- **RECORD EXCERPTS**

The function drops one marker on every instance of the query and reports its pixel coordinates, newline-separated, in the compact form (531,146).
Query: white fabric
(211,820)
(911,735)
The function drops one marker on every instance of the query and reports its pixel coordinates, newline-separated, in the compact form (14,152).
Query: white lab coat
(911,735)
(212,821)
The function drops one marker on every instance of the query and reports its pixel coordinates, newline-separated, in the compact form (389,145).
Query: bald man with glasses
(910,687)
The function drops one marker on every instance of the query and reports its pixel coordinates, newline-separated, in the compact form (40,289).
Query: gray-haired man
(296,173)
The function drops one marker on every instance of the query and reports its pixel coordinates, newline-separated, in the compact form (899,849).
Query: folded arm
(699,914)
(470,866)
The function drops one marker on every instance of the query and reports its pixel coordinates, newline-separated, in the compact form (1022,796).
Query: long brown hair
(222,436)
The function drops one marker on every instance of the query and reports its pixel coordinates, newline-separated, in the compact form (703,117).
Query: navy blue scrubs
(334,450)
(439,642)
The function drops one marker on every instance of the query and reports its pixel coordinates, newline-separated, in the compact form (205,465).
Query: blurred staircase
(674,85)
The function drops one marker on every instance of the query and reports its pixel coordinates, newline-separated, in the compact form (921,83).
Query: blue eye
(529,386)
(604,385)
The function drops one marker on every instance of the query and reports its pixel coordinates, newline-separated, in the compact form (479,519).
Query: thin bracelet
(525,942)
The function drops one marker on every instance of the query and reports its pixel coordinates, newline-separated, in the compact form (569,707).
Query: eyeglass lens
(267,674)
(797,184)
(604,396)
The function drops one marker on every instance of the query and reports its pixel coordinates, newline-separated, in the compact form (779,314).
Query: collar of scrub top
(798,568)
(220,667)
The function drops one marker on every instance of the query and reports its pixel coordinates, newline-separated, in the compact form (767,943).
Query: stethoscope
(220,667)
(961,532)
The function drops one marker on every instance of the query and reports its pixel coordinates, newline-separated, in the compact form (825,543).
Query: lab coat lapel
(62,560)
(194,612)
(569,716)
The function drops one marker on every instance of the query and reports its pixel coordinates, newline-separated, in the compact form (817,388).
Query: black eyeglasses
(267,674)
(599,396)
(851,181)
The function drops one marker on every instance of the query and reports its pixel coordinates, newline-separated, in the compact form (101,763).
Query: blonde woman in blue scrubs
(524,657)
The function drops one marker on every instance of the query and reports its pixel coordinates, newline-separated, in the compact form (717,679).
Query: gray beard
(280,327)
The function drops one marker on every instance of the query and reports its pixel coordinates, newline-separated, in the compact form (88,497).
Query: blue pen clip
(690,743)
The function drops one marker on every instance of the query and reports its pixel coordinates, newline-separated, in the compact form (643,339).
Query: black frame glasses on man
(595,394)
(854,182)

- **WORK INSTRUCTIONS**
Return all of the data exactly as it reads.

- **RESULT OF THE EXERCISE**
The function drops one marker on every instance of the query and reports its pixel coordinates, newline-separated, in the compact form (531,146).
Query: white fabric
(211,820)
(911,735)
The function drops one marker on every instance of the query and reports its pixel coordinates, newline-separated, in the compact form (14,152).
Query: white lab coat
(911,735)
(212,821)
The function drops one marker on every instance of the query and reports its pixel coordinates, newline-separated, in the compact form (389,145).
Query: bald man with glasses
(910,687)
The function drops one marker on every instance of the query and reports its pixel coordinates, newline-separated, in the compact form (40,289).
Query: gray-haired man
(296,173)
The function drops one marker on every instance of the query and reports its pixel coordinates, newline-separated, in the compact form (899,849).
Query: folded arm
(699,914)
(470,866)
The function drops one marker on every instance of the query and reports its pixel coordinates, newline-separated, in the compact form (1022,796).
Query: long brown hair
(222,436)
The function drops one marker on every instance of the query and reports its pixel coordinates, newline-separated, in the compact form (703,117).
Query: navy blue scrubs
(334,450)
(439,642)
The function drops one marker on every instance of the query and reports its pixel coordinates, newline-separated, in the compact form (205,465).
Query: blurred staircase
(674,85)
The function drops one marker on every instance of the query and reports its pixel coordinates, newline-separated, in the compact form (921,83).
Query: blue eye
(529,386)
(604,385)
The function drops one marker on every instance of the query and reports its pixel coordinates, newline-separated, in the compact form (479,519).
Query: thin bracelet
(525,942)
The function drops one marker on every instance of the query and reports its pixel coordinates, newline-separated, in the compact form (569,707).
Query: eyeglass lens
(267,674)
(797,184)
(604,396)
The function drops one marker on every instance of the query and reports its pixel coordinates, newline-separated, in the compact form (779,314).
Query: collar of scrub top
(798,568)
(220,667)
The function drops one marker on every instance of the query and reports its pixel coordinates, newline-separated, in the compact form (767,943).
Query: stethoscope
(220,667)
(961,532)
The function drops one marker on every instance of the query and reports its pixel coordinates, newline-separated, in the compact form (825,543).
Query: lab coat lapel
(62,560)
(194,612)
(569,716)
The function drops one marker on every instance of the query and reports its pixel coordinates, newline-separated, in the compact form (817,388).
Query: black eyeglasses
(267,674)
(599,396)
(851,181)
The function drops one marker on every instance of the query and reports its pixel coordinates, newline-separated, in the compact form (101,763).
Query: blonde woman in blue scrubs
(524,657)
The function drops one marker on every instance of the query and reports its pixel coordinates, newline-separated, in the compact form (717,679).
Query: gray beard
(280,327)
The function drops one marker on every instance of the query and reports its pixel coordinates, newline-separated, in the compact form (88,497).
Query: blue pen clip
(690,743)
The function drops one marker on every instance of the query and reports its pixel coordinates, newline-separated, in the compact form (643,339).
Query: black frame glasses on man
(595,394)
(854,182)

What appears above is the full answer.